**Directions**
Reproduce the listing that follows, line for line.

**Supplied entries**
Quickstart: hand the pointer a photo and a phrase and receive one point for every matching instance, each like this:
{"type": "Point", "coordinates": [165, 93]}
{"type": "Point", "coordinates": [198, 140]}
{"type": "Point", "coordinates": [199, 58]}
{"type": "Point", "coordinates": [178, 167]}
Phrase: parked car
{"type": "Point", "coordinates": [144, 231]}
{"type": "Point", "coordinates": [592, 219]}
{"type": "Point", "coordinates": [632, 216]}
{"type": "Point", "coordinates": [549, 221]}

**Result of this exercise**
Quickstart: hand the pointer a photo and a phrase and receive one point for every matching instance, each like this:
{"type": "Point", "coordinates": [165, 93]}
{"type": "Point", "coordinates": [198, 140]}
{"type": "Point", "coordinates": [199, 58]}
{"type": "Point", "coordinates": [178, 167]}
Phrase: parked car
{"type": "Point", "coordinates": [144, 231]}
{"type": "Point", "coordinates": [592, 219]}
{"type": "Point", "coordinates": [632, 216]}
{"type": "Point", "coordinates": [549, 221]}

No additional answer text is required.